═════ SOURCE PASSAGE ═════

[m-dev.] for review: first cut at MLDS

Fergus Henderson fjh at cs.mu.OZ.AU
Thu Jul 1 16:41:14 AEST 1999


Hi all,

Tyson and I are going to work on a new back-end for the Mercury compiler.
The new back-end will generate higher-level code than the current back-end,
and so it will go through a new intermediate data structure called the "MLDS"
(medium level data structure).

This is nowhere near being ready to commit yet.
At this stage it is closer to a back-of-the-envelope design sketch.
But I think it is sufficiently fleshed out for me to get some useful
feedback, and I suspect Tyson and Zoltan may well want to comment on
this.

If this looks OK, then my next step will be to fill in all the details
so that I can get it to compile, and then modify mercury_to_c.m to
generate MLDS instead of C.  This would be capable of handling variables
of type `int', and det and semidet code only.

Open issues:
	- How to handle polymorphism -- for the high-level C back-end,
	  we should handle it exactly as we do in the current LLDS-based
	  backend, but for the JVM and similar back-ends we would need
	  to do something different.
	- How to handle discriminated union types.  Again, for the MLDS->C
	  back-end we could use the same data representation as our current
	  LLDS->C compiler uses, but for JVM and similar back-ends we
	  probably want to use inheritence.

%-----------------------------------------------------------------------------%
% Copyright (C) 1999 The University of Melbourne.
% This file may only be copied under the terms of the GNU General
% Public License - see the file COPYING in the Mercury distribution.
%-----------------------------------------------------------------------------%

% MLDS - The Medium-Level Data Structure.
% Main author: fjh.

% This module defines the MLDS data structure itself.
% The MLDS is an intermediate data structure used in compilation;
% we compile Mercury source -> parse tree -> HLDS -> MLDS -> target (e.g. C).
% See notes/compiler_design.html for more information about the MLDS & LLDS.
% [XXX Need to document MLDS in notes/compiler_design.html.]
%
% The MLDS is intended to be suitable for generating target code in
% languages such as Java, Java bytecode, high-level C, C++, or C--, etc.

═════ SOURCE MATERIAL ═════

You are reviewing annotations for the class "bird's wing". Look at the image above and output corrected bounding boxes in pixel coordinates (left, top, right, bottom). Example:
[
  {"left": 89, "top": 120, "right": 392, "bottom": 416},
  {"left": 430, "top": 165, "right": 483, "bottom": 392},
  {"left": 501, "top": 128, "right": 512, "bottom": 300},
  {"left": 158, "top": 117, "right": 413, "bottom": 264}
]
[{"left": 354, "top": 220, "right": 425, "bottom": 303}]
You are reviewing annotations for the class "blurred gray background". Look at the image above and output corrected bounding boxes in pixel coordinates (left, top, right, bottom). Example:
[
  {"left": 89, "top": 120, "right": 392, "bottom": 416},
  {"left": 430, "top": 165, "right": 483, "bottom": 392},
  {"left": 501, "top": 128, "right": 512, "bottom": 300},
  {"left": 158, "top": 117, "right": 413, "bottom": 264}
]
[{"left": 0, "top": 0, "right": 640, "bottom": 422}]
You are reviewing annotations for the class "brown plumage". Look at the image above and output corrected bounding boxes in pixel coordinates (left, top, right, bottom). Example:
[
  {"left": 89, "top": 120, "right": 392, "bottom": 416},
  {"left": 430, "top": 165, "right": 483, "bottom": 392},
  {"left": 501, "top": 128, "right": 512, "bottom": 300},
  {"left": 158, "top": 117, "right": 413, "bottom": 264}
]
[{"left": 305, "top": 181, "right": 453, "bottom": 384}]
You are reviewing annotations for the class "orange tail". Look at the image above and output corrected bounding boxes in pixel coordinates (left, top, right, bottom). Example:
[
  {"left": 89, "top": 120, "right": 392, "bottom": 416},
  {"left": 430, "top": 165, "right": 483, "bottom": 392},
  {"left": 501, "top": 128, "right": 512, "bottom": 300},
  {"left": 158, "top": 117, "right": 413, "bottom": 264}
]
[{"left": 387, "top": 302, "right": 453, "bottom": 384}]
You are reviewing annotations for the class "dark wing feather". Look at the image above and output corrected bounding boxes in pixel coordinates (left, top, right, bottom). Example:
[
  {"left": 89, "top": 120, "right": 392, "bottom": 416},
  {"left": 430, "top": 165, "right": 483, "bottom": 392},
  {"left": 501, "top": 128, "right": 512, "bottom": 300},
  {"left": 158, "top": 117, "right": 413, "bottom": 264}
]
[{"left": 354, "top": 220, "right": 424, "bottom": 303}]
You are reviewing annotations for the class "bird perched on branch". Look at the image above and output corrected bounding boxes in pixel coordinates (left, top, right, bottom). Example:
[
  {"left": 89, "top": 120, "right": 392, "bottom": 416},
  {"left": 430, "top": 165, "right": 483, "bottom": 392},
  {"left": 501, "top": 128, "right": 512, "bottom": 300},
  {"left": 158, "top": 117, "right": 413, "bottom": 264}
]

═════

## SET OF TASKS
1) Find every line in the listing that contains the string "output", treating uppercase and lowercase as different, and copy those lines.
2) Pick up the Mercury compiler MLDS post after its last line and continue writing it.
The listing is unrelated to the Mercury compiler post.

## EXERCISE RESPONSES
1)
You are reviewing annotations for the class "bird's wing". Look at the image above and output corrected bounding boxes in pixel coordinates (left, top, right, bottom). Example:
You are reviewing annotations for the class "blurred gray background". Look at the image above and output corrected bounding boxes in pixel coordinates (left, top, right, bottom). Example:
You are reviewing annotations for the class "brown plumage". Look at the image above and output corrected bounding boxes in pixel coordinates (left, top, right, bottom). Example:
You are reviewing annotations for the class "orange tail". Look at the image above and output corrected bounding boxes in pixel coordinates (left, top, right, bottom). Example:
You are reviewing annotations for the class "dark wing feather". Look at the image above and output corrected bounding boxes in pixel coordinates (left, top, right, bottom). Example:
You are reviewing annotations for the class "bird perched on branch". Look at the image above and output corrected bounding boxes in pixel coordinates (left, top, right, bottom). Example:

2)
% This is as opposed to the LLDS, which is better suited for generating
% assembler or the very low-level C or GNU C (lower level than C--) that
% the original Mercury compiler backend generates.  In the LLDS, we are
% doing all our own register allocation and stack manipulation, but with
% MLDS, those tasks are the responsibility of the target.
% The one really important simplification that we do make relative to the
% HLDS is that MLDS does not have any support for non-determinism, so the
% HLDS->MLDS compiler must compile non-deterministic code into code that
% uses continuation passing.

% The MLDS data structure is quite full-featured, including for example
% support for multiple return values and tagged pointers.  However, many
% of the intended target languages don't support all of those features. 
% Therefore the HLDS->MLDS compiler must ensure that the final MLDS code that
% it eventually generates does not use features which the target does not
% support.  This will (presumably) be accomplished by having handle_options.m
% set various flags according to the selected target, and having the
% HLDS->MLDS compiler take account of those flags and either generate simpler
% MLDS code in the first place or run some extra simplification passes over
% the MLDS code before invoking the MLDS->target compiler.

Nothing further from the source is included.